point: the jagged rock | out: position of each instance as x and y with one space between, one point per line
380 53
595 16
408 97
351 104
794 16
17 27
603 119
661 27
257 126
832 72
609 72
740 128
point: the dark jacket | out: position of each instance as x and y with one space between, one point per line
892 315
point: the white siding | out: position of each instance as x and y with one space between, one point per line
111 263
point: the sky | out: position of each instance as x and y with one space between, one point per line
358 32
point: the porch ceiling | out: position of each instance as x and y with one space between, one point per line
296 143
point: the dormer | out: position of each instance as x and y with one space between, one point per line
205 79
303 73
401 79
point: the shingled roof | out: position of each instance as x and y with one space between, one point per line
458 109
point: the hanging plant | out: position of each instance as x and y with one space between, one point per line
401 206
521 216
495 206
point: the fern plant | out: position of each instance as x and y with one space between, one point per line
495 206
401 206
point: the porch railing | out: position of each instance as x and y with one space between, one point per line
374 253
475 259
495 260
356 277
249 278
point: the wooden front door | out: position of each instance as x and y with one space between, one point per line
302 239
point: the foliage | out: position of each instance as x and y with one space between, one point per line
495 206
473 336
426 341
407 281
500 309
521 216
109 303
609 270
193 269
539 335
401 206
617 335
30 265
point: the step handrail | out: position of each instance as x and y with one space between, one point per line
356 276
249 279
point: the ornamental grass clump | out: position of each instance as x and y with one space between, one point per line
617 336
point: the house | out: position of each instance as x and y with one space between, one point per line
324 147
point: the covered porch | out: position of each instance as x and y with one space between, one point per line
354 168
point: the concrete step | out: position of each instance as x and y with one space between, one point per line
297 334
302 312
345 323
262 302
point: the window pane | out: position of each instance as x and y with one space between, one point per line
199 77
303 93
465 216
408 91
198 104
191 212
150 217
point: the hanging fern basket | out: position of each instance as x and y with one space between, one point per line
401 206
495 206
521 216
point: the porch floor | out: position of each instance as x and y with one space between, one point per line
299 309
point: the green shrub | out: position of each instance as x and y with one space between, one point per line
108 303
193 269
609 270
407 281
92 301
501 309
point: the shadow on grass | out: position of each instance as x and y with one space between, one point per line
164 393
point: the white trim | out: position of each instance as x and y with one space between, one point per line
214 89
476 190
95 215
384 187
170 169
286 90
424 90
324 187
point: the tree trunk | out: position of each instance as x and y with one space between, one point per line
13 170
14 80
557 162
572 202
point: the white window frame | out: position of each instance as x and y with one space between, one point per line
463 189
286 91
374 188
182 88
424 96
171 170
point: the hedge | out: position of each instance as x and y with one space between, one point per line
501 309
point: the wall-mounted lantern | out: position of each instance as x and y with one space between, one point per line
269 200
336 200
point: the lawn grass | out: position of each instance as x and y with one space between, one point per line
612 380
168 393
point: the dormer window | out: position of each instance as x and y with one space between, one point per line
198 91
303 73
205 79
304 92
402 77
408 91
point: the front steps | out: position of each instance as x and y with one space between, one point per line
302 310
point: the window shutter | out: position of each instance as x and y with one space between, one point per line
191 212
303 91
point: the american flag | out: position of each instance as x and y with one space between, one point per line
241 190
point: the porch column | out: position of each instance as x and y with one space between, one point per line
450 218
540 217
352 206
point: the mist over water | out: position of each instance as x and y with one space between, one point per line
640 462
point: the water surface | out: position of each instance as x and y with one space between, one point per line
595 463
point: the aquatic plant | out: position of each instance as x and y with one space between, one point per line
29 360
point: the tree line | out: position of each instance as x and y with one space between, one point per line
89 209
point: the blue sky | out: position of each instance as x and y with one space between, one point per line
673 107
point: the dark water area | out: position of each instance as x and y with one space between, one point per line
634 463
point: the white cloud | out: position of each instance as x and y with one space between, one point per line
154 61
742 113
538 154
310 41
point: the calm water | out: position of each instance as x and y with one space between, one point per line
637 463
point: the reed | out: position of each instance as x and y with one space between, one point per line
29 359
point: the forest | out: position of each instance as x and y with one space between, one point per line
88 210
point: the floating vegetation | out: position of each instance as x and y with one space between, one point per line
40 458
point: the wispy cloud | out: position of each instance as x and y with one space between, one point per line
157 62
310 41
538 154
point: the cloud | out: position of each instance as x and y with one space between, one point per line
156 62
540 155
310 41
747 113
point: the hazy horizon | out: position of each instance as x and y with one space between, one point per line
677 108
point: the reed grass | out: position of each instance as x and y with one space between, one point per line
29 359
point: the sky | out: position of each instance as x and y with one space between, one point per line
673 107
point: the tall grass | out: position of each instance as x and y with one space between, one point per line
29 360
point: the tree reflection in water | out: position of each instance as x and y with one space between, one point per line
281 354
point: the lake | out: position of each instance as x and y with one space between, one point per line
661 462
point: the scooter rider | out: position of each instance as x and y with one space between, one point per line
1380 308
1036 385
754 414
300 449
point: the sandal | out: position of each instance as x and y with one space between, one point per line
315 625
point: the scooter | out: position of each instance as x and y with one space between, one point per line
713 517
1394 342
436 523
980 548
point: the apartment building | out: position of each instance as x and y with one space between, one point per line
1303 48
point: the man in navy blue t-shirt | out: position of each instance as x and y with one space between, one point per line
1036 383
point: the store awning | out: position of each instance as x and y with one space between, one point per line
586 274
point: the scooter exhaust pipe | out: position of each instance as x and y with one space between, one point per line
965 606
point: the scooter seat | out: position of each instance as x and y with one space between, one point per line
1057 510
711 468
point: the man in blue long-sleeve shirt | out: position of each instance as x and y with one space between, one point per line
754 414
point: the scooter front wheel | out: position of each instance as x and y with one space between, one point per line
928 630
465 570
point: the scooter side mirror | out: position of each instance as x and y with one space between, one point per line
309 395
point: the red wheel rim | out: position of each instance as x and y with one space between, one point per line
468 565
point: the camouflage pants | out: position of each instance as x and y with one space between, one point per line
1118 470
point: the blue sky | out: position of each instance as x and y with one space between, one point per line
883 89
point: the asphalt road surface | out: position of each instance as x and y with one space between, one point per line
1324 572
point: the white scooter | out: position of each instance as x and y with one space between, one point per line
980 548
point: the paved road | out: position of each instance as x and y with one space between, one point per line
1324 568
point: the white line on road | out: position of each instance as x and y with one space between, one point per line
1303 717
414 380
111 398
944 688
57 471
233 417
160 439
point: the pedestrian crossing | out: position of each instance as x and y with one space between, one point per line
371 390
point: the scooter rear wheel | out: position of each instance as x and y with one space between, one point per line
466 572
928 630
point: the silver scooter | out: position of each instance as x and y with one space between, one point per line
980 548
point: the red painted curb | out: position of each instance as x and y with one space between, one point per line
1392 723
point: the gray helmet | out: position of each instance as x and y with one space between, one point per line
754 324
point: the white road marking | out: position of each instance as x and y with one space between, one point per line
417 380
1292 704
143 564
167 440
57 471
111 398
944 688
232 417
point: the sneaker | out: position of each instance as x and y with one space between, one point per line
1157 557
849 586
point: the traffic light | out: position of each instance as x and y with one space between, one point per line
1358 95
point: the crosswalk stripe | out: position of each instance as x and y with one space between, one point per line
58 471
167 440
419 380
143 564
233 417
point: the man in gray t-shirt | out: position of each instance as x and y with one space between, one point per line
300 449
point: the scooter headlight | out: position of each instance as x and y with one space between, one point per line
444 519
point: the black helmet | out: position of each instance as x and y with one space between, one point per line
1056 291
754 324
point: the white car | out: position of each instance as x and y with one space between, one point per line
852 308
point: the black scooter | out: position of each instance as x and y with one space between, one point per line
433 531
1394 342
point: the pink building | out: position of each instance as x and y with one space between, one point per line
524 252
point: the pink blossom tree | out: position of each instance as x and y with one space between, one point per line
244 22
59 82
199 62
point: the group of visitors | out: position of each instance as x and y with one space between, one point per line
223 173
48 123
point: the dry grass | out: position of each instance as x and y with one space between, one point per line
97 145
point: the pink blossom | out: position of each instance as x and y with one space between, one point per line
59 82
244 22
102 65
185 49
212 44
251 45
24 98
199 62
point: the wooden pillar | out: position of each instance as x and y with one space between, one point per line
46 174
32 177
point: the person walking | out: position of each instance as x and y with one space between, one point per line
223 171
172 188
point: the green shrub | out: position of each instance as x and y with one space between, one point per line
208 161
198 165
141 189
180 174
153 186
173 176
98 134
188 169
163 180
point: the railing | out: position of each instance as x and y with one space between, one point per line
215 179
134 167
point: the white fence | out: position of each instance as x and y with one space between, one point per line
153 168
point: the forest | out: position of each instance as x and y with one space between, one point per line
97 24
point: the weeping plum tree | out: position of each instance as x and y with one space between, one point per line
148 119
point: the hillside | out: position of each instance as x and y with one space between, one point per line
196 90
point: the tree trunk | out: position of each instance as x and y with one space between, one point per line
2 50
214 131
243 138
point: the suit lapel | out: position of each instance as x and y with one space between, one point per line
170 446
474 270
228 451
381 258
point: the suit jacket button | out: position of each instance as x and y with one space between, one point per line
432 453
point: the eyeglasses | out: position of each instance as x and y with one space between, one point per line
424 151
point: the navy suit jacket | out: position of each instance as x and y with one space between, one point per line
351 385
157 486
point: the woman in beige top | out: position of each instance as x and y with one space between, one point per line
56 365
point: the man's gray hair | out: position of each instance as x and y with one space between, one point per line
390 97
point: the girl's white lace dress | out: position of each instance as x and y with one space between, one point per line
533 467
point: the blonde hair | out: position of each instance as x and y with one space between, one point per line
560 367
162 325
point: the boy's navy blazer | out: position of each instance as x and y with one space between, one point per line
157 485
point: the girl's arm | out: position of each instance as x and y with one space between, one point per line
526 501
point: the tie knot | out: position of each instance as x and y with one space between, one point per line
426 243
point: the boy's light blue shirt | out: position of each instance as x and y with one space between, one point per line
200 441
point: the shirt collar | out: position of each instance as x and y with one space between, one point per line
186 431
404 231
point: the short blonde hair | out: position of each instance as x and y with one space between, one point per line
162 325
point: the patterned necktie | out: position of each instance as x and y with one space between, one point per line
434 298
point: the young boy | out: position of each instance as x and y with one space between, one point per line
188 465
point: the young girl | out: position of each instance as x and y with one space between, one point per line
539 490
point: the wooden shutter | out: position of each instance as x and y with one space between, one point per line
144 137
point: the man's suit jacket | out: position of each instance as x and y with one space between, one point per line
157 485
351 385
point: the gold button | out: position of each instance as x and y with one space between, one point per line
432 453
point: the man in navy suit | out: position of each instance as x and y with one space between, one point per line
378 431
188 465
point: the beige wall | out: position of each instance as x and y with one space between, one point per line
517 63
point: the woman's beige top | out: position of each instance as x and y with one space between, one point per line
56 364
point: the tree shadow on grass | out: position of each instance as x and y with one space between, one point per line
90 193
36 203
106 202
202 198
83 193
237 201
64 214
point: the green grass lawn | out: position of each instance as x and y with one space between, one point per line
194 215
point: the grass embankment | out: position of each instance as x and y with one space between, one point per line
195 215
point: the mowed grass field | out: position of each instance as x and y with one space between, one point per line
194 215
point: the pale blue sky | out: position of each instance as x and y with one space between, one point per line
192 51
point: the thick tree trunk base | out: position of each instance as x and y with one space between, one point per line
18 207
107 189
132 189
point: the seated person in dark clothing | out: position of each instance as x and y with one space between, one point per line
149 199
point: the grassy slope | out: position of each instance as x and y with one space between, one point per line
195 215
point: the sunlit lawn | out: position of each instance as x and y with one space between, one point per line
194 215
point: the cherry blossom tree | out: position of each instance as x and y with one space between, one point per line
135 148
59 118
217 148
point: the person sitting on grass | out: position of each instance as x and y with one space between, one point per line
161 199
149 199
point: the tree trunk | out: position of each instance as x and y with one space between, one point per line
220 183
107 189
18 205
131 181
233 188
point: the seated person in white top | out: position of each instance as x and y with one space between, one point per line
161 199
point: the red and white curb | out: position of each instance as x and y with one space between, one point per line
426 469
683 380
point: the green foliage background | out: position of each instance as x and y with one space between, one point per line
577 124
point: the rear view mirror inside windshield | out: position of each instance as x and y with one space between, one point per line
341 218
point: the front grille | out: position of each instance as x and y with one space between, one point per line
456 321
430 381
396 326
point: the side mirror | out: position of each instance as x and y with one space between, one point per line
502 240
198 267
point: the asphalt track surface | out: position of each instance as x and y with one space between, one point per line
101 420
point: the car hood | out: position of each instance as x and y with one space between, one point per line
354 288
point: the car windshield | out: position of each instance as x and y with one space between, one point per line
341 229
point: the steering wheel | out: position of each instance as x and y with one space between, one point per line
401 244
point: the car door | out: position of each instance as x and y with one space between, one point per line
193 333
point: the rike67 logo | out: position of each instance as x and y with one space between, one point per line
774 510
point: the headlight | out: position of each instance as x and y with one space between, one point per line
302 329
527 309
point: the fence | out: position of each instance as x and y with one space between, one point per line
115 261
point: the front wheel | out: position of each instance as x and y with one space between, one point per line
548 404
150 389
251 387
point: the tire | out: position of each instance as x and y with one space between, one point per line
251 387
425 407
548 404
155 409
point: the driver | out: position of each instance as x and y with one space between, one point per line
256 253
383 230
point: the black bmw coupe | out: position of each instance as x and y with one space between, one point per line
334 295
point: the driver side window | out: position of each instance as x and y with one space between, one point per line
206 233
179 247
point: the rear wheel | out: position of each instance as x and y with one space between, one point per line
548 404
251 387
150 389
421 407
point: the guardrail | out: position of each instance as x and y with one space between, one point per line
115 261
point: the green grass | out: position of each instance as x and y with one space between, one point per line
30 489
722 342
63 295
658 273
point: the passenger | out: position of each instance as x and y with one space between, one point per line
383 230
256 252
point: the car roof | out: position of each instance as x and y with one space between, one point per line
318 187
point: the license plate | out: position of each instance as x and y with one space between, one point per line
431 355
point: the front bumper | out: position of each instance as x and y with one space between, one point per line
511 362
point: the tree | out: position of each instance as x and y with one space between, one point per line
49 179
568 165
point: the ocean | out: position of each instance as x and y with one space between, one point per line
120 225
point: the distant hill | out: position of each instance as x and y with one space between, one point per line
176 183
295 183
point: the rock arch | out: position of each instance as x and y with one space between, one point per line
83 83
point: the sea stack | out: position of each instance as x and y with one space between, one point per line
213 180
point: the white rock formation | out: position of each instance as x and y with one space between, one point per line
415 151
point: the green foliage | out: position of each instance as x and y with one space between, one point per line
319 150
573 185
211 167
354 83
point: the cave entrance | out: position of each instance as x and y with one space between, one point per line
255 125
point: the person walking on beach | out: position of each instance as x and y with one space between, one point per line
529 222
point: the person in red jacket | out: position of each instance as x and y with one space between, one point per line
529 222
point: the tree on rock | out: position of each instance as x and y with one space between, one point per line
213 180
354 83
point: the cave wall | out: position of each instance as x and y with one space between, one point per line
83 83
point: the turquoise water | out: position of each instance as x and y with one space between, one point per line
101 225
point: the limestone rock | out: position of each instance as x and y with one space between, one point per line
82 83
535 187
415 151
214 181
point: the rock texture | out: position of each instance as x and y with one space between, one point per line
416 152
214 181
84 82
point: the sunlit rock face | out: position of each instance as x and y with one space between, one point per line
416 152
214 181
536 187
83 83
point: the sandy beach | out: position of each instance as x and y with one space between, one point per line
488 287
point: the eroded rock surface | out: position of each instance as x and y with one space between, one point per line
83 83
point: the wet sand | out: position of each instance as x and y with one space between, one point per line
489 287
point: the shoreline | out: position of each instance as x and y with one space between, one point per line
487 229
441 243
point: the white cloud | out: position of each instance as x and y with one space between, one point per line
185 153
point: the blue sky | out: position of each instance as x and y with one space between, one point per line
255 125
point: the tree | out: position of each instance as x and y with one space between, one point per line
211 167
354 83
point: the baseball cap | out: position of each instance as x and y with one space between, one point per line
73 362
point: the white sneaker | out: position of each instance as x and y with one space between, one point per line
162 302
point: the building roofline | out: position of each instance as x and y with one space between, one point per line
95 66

┄┄┄┄┄┄

TASK DESCRIPTION: Return the line that contains "point: the rock texture" and all lines after it, verbatim, and nothing else.

FINAL RESULT:
point: the rock texture | out: position of each instance as x and y with one space between, one point per line
416 152
214 181
84 82
point: the sunlit rock face | out: position of each instance as x and y with one space between, one point per line
416 152
214 181
536 187
83 83
point: the sandy beach | out: position of each instance as x and y with one space between, one point per line
488 287
point: the eroded rock surface | out: position of each instance as x and y with one space between, one point per line
83 83
point: the wet sand | out: position of each instance as x and y with one space between, one point per line
489 287
point: the shoreline | out: position of each instance as x and y with one space between, one point per line
487 229
441 243
point: the white cloud | out: position of each instance as x and y with one space between, one point per line
185 153
point: the blue sky | out: position of each instance as x and y with one space between, one point per line
255 125
point: the tree | out: position of each instance as x and y with one space between, one point per line
211 167
354 83
point: the baseball cap | out: position of each instance as x and y with one space between, one point per line
73 362
point: the white sneaker | out: position of each instance as x and y with one space between, one point per line
162 302
point: the building roofline | out: position of each instance as x and y with one space between, one point per line
95 66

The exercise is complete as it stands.